■ **EXERCISE DESCRIPTION**: Update the BoE and ECB preview from "Therefore, we will" to "that is unlikely.", replacing "British pound" with "sterling".

■ **SELECTED PASSAGE**:
Thus, we see the case for a quarter-point increase at this gathering, which is our view and the market consensus. According to the UK OIS (Overnight Index Swaps) forward yield curve, investors fully price in such an action, while they see the case for nearly four more hikes by the end of the year.
Thus, a 25 bps hike by itself is unlikely to prove a significant market mover. Market attention is likely to fall to clues and hints on how fast policymakers plan to proceed with upcoming lift-offs. What’s more, remember that 0.5% is the level the Bank placed as a threshold for beginning to shrink its balance sheet.
Therefore, we will look for references on that front as well, as well as on the updated economic projections. Let’s not forget that this will be a Super Thursday for the BoE. Anything suggesting an aggressive rate path and a balance-sheet reduction as early as this week could support the British pound, which due to monetary policy divergencies could keep outperforming currencies like the AUD and the EUR.
Speaking about the euro, soon after the BoE decision, we have the ECB deciding on monetary policy, but no action is expected from this Bank. Despite market participants pricing in a slight rate increase by the end of this year, the Governing Council has believed that something like that is unlikely.

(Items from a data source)

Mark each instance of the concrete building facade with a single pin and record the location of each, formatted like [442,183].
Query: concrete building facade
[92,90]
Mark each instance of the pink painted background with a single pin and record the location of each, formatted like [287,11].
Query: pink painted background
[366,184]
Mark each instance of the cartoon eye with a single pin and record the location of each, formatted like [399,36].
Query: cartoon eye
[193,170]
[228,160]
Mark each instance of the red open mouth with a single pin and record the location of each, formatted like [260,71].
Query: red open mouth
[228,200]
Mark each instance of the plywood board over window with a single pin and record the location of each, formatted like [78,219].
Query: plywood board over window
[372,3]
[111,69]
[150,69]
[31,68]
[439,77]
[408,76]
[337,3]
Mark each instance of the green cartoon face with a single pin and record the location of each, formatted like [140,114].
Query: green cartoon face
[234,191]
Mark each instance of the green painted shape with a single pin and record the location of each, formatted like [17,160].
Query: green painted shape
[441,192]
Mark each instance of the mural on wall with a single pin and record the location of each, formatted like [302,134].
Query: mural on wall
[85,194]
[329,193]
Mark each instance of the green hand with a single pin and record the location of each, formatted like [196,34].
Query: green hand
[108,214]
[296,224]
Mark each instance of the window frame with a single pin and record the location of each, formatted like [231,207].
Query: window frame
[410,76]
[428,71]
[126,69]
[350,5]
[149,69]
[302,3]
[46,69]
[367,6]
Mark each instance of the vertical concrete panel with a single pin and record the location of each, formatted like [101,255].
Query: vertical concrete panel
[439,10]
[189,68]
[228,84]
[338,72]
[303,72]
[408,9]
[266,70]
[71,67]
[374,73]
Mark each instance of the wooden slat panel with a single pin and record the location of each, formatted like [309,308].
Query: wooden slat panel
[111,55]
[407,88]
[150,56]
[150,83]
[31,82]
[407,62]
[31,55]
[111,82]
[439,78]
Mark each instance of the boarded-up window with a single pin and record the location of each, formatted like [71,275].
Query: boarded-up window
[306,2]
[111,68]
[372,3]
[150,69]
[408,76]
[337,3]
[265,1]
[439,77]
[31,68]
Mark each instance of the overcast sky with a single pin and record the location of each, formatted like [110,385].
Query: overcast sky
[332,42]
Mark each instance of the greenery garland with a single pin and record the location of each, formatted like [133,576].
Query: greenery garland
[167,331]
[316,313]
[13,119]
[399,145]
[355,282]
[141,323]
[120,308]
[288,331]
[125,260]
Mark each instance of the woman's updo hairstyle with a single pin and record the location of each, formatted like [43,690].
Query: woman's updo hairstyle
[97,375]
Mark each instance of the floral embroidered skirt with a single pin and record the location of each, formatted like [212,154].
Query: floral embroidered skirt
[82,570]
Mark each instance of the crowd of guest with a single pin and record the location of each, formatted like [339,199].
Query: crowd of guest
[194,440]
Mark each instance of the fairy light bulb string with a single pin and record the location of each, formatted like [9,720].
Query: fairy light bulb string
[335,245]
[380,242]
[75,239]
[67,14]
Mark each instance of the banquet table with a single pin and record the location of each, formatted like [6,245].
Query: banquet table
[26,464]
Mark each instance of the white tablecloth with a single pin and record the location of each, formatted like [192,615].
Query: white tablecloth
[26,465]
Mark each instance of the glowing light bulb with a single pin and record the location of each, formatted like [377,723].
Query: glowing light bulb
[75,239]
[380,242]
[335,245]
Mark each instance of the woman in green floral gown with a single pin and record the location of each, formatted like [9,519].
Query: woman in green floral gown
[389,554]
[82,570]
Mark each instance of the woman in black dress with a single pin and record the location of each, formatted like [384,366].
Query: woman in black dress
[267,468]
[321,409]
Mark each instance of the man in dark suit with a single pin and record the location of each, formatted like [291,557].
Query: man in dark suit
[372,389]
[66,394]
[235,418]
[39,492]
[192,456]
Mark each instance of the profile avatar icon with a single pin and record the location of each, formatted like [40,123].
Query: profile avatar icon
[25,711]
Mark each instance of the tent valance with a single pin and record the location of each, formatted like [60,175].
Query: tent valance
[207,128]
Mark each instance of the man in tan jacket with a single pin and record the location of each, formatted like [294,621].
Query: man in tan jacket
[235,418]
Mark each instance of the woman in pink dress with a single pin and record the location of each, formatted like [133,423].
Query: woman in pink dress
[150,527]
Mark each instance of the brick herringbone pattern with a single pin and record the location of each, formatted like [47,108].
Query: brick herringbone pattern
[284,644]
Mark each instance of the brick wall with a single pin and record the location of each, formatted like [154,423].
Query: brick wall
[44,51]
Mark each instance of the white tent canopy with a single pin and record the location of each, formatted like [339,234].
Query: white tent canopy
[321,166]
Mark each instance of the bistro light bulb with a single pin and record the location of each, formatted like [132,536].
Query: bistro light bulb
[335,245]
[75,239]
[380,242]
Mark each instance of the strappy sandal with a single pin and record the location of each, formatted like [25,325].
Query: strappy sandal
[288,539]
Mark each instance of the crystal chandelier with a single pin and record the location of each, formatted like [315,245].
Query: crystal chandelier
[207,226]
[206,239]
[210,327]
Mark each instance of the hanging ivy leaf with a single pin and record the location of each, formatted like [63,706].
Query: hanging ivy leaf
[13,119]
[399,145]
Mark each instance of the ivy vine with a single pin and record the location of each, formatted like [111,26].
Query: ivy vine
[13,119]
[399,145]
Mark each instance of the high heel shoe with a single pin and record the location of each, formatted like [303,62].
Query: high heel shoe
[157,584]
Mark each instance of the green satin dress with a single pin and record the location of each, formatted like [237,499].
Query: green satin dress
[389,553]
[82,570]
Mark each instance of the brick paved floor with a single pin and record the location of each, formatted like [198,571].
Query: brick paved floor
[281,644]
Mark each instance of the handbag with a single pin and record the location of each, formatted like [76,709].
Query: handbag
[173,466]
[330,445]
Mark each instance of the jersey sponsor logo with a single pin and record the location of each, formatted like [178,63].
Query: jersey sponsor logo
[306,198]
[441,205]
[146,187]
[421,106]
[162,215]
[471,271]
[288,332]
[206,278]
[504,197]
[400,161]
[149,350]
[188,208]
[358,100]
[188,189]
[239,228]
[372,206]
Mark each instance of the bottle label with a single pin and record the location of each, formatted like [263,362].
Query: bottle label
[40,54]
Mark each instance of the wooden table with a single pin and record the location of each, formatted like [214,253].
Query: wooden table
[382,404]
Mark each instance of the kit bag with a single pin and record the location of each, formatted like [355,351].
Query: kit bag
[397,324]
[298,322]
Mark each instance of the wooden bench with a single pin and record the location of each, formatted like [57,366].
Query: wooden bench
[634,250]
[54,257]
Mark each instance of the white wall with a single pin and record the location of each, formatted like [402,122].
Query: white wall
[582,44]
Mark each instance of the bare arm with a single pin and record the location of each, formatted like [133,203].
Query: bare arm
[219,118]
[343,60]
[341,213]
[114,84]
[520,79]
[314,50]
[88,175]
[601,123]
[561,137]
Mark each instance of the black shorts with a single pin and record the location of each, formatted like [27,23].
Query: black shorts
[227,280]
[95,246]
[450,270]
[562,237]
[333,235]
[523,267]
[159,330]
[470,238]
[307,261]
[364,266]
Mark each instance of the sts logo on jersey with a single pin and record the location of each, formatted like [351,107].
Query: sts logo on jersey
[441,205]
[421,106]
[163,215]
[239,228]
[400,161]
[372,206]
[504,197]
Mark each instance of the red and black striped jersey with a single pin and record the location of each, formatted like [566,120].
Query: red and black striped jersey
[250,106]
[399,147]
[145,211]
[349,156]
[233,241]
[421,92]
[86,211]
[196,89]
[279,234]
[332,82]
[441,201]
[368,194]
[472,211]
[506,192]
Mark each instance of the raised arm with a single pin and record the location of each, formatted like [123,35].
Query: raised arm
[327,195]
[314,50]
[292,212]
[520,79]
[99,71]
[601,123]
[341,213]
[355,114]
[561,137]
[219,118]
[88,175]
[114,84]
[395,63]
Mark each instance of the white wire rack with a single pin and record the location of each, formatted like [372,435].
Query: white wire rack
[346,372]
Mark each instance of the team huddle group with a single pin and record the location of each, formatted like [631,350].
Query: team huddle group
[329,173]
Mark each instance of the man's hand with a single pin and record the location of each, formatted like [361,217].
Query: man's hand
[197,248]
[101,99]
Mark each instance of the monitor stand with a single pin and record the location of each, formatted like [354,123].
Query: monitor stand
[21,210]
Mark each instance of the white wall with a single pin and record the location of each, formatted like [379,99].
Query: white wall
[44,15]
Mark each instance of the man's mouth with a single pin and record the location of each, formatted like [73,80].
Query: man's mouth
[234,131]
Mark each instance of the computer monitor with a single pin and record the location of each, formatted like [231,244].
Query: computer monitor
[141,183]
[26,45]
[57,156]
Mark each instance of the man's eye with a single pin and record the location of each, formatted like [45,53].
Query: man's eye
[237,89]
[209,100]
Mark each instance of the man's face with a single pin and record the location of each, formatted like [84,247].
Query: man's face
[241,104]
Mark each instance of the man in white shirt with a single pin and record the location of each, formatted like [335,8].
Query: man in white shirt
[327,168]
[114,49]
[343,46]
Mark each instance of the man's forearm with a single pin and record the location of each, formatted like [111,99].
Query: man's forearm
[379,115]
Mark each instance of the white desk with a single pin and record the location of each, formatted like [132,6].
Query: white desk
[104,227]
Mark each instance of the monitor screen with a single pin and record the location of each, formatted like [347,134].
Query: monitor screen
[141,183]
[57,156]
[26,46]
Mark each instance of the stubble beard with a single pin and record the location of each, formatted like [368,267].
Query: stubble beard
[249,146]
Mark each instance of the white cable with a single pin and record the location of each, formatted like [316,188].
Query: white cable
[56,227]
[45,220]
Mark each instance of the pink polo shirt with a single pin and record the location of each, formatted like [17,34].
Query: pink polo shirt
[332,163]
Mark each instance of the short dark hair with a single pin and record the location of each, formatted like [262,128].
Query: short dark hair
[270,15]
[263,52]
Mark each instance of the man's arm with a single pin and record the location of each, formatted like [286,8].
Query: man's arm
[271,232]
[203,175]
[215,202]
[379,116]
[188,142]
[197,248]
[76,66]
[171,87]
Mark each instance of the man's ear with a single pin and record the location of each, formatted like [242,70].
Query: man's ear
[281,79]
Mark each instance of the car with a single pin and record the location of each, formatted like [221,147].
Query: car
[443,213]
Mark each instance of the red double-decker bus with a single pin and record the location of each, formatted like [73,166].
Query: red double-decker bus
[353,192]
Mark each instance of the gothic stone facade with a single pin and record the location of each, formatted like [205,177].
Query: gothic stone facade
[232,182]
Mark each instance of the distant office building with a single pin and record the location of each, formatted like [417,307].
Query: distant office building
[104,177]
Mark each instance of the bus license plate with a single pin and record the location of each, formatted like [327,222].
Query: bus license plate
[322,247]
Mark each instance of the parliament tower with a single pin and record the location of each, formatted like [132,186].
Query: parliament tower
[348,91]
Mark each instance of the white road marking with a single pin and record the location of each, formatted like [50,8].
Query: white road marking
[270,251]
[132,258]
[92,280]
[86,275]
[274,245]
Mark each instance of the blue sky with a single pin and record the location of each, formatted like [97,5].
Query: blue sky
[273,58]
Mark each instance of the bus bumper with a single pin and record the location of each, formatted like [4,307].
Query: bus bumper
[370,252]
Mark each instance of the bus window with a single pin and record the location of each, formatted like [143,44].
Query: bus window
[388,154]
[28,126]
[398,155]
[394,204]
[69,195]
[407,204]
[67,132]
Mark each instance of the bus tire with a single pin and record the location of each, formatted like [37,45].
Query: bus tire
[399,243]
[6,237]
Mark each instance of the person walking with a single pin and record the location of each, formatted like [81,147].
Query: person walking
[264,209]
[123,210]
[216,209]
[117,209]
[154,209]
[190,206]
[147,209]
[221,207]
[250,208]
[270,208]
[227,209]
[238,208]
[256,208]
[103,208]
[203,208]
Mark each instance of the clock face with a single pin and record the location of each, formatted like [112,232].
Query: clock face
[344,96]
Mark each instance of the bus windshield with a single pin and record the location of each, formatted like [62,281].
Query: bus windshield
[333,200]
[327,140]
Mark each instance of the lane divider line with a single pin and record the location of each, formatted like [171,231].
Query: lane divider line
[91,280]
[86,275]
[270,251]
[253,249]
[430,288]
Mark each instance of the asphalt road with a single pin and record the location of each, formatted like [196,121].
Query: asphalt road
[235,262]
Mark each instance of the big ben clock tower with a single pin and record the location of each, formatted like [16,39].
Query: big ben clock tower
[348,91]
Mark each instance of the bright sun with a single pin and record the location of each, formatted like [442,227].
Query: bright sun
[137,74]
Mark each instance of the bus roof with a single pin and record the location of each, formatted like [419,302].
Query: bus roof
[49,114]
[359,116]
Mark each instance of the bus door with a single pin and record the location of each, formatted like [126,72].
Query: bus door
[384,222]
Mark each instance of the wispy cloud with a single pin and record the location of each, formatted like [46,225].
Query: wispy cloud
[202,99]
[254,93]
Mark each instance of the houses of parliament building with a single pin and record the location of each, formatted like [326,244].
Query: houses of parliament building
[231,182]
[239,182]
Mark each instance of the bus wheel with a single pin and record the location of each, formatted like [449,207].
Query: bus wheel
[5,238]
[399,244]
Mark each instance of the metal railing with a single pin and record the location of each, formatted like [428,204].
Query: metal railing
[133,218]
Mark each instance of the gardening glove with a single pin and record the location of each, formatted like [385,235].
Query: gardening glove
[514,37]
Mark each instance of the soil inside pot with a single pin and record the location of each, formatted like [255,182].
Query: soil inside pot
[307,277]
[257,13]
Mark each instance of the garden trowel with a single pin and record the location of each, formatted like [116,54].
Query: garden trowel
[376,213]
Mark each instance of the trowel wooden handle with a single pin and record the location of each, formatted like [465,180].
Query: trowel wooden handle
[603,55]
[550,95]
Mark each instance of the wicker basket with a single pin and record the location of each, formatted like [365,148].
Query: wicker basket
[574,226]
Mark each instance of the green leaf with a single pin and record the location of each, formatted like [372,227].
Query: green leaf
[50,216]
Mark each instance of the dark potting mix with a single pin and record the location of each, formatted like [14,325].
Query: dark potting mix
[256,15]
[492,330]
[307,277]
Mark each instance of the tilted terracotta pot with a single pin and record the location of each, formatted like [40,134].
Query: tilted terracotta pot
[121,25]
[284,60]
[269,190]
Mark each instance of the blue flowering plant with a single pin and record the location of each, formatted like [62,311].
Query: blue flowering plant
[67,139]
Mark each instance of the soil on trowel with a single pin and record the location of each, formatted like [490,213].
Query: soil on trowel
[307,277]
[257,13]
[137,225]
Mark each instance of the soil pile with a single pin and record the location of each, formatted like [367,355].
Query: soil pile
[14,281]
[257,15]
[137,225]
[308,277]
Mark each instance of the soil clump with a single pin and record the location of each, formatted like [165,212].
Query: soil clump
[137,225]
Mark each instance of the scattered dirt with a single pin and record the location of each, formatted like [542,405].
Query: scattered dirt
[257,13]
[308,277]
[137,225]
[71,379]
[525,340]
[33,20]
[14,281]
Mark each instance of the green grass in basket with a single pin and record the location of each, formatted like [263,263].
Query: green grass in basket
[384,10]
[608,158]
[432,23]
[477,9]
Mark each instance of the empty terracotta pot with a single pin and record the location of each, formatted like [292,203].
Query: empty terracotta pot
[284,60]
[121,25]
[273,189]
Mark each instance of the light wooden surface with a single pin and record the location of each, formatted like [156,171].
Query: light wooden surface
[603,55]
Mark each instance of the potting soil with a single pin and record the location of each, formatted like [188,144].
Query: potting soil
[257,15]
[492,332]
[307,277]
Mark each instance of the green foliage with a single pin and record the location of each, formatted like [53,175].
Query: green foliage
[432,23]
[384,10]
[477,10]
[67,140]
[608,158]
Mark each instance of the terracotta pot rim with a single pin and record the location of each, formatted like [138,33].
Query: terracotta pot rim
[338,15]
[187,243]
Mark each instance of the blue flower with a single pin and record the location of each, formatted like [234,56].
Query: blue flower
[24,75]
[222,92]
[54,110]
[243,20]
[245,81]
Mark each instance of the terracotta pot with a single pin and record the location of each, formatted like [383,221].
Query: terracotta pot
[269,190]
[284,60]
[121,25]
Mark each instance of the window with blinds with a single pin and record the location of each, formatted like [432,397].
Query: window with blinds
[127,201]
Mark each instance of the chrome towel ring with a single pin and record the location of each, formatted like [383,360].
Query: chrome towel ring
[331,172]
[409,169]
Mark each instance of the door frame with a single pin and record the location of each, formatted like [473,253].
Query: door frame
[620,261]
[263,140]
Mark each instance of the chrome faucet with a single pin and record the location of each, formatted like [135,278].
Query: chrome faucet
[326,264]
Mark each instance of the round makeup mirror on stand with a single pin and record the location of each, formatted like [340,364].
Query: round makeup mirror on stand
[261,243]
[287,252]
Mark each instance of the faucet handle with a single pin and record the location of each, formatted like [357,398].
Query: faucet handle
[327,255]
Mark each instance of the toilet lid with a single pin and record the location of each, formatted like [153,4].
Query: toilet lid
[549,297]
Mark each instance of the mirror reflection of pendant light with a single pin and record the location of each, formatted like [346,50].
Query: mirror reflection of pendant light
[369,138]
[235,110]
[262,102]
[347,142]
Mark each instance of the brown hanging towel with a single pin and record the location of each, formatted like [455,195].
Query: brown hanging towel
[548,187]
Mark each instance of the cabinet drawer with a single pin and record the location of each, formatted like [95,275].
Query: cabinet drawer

■ **COMPLETED EXERCISE**:
Therefore, we will look for references on that front as well, as well as on the updated economic projections. Let’s not forget that this will be a Super Thursday for the BoE. Anything suggesting an aggressive rate path and a balance-sheet reduction as early as this week could support the sterling, which due to monetary policy divergencies could keep outperforming currencies like the AUD and the EUR.
Speaking about the euro, soon after the BoE decision, we have the ECB deciding on monetary policy, but no action is expected from this Bank. Despite market participants pricing in a slight rate increase by the end of this year, the Governing Council has believed that something like that is unlikely.